+++ 本文 +++

東京大学と電通グループの情報通信サービス会社・電通国際情報サービス(東京、釜井節生社長)は、ランニングフォームなど身体の動きをこれまでより簡単な仕組みを使って3Dデータ化し、解析する新システムを開発しました。東京都世田谷区の駒沢オリンピック公園で開かれた「スポーツ博覧会・東京2015」に参考出展し、一般来場者を対象にランニングフォームの解析と専門家による指導をしました。
電通国際情報サービスによると、新システムは、複数のセンサーが設置されたエリア内を人が通り抜けると、身体の動きをリアルタイムで3Dデータ化し、解析します。米マイクロソフト社製のセンサーを採用し、人体にマーカーなどを装着することなく、単純な機器構成で動作情報を3D化することに成功しました。
3Dデータを用いたスポーツ動作解析システムは、モーションキャプチャーなどの技術によって実現され、主にトップアスリートの技術向上を目的に活用されています。しかし、その多くが人体に多数のマーカーを装着しなければならないうえ、データ解析に時間がかかったことから、利用環境や用途が限定されていました。

+++ 与えられた情報 +++

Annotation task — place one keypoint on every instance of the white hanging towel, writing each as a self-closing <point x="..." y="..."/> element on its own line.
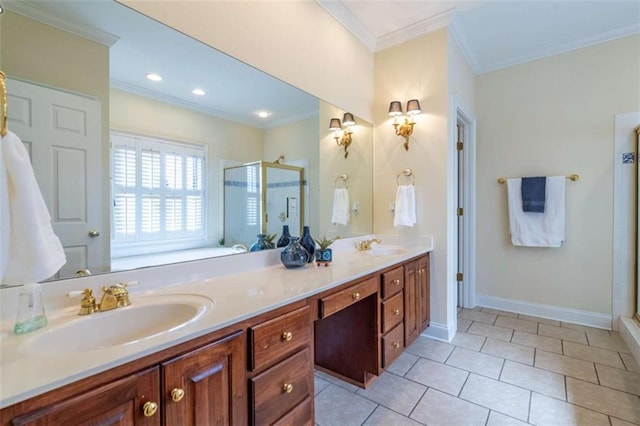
<point x="30" y="250"/>
<point x="405" y="209"/>
<point x="537" y="229"/>
<point x="340" y="214"/>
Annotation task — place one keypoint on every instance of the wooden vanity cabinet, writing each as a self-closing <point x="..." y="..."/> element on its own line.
<point x="416" y="298"/>
<point x="281" y="370"/>
<point x="120" y="402"/>
<point x="206" y="386"/>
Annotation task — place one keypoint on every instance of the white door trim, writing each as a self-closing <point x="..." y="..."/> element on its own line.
<point x="460" y="112"/>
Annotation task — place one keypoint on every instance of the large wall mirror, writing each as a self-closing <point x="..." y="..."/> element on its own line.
<point x="132" y="168"/>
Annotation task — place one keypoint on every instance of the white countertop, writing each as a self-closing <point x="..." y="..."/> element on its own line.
<point x="263" y="285"/>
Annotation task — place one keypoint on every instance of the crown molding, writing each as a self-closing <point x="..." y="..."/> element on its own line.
<point x="41" y="13"/>
<point x="214" y="112"/>
<point x="560" y="48"/>
<point x="460" y="37"/>
<point x="417" y="29"/>
<point x="344" y="16"/>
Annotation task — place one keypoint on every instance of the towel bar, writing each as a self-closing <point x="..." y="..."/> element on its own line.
<point x="407" y="173"/>
<point x="344" y="178"/>
<point x="574" y="178"/>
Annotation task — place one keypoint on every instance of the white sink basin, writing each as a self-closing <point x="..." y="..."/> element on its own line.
<point x="384" y="250"/>
<point x="145" y="318"/>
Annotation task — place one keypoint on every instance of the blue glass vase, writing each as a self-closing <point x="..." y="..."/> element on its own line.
<point x="283" y="241"/>
<point x="294" y="255"/>
<point x="308" y="243"/>
<point x="260" y="244"/>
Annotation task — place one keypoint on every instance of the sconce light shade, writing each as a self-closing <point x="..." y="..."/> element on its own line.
<point x="395" y="108"/>
<point x="413" y="107"/>
<point x="348" y="119"/>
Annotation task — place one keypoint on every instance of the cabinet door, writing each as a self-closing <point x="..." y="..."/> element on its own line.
<point x="205" y="386"/>
<point x="411" y="303"/>
<point x="423" y="284"/>
<point x="118" y="403"/>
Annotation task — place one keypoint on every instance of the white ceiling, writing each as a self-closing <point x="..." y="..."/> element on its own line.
<point x="492" y="34"/>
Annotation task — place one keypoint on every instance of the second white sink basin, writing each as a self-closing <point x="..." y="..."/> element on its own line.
<point x="147" y="317"/>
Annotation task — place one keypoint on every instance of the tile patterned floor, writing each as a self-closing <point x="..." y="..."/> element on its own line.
<point x="501" y="369"/>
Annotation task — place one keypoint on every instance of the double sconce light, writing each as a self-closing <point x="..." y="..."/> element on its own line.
<point x="344" y="139"/>
<point x="404" y="129"/>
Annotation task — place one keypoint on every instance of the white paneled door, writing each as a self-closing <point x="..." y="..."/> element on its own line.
<point x="62" y="133"/>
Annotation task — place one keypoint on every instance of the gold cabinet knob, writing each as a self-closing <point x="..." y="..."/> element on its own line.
<point x="177" y="394"/>
<point x="149" y="408"/>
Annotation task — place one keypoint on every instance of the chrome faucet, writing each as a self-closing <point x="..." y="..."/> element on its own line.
<point x="366" y="244"/>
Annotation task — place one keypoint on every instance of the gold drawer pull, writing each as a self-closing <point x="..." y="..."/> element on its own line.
<point x="287" y="336"/>
<point x="149" y="408"/>
<point x="177" y="394"/>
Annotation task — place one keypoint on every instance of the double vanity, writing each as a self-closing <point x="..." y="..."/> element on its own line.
<point x="234" y="348"/>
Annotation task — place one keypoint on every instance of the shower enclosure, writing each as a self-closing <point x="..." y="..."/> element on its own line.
<point x="261" y="197"/>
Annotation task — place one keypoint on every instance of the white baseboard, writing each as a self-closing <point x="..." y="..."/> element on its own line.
<point x="630" y="332"/>
<point x="591" y="319"/>
<point x="438" y="331"/>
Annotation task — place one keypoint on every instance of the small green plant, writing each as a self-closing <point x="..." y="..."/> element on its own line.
<point x="324" y="243"/>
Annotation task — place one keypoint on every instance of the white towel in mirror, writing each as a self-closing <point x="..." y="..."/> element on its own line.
<point x="340" y="214"/>
<point x="31" y="251"/>
<point x="405" y="209"/>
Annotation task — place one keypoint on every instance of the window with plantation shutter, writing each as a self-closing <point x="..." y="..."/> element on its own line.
<point x="158" y="190"/>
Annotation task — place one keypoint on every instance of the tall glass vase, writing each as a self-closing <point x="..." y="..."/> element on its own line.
<point x="294" y="255"/>
<point x="308" y="243"/>
<point x="283" y="241"/>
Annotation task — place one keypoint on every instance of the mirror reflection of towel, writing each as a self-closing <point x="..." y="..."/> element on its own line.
<point x="405" y="211"/>
<point x="30" y="250"/>
<point x="340" y="214"/>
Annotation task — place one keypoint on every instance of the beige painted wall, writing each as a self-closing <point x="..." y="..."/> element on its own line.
<point x="298" y="141"/>
<point x="295" y="41"/>
<point x="358" y="165"/>
<point x="59" y="60"/>
<point x="554" y="116"/>
<point x="415" y="69"/>
<point x="224" y="139"/>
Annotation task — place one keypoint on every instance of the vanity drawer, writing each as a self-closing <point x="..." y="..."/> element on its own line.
<point x="342" y="299"/>
<point x="392" y="345"/>
<point x="392" y="282"/>
<point x="281" y="388"/>
<point x="273" y="340"/>
<point x="392" y="312"/>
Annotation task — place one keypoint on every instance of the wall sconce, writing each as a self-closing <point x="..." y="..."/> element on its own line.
<point x="345" y="139"/>
<point x="405" y="129"/>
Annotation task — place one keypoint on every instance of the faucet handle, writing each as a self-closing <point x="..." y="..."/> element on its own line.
<point x="88" y="303"/>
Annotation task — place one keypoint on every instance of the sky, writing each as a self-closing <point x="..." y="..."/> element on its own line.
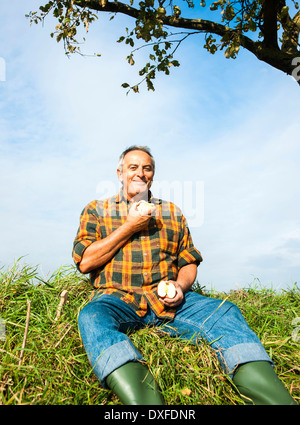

+++

**やるべきこと**
新しい3D動作解析システムを紹介する本文について、その最後の文の後に続く内容を書きなさい。 エントリーは本文とは関係がない。

**課題への回答**
新システムは、体育の授業での運動フォーム指導や病院でのリハビリ支援など幅広く活用するための第1歩として開発されました。将来は多くの人の動作情報がスポーツビッグデータとして蓄積され、歩き方の傾向から未来の体型や疾病を予想するなど、より高度な利用も可能になるとしています。
東京大学大学院の暦本純一教授は「技術の進化により、これまで特殊な環境でしか利用できなかったトレーニング手法が、どこでも誰にでも利用できるようになるかもしれない。今回の新システムをその先駆けとしたい」と話しています。
※モーションキャプチャー 人間にマーカーをつけ、マーカーの動きを処理してCGでキャラクターの動きに再現する技術。